* **Records for the task**:
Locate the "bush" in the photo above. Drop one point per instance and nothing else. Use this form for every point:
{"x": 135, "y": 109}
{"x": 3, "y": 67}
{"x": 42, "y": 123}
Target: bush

* **Problem description**: Put the entries above into a Markdown table with the columns Row and Line, one numbered row per line. Leave out any blank lines.

* **Completed task**:
| Row | Line |
|---|---|
| 1 | Locate the "bush" in the photo above. Drop one point per instance and nothing else. Use this form for every point: |
| 2 | {"x": 135, "y": 109} |
| 3 | {"x": 3, "y": 67} |
| 4 | {"x": 42, "y": 123} |
| 5 | Target: bush |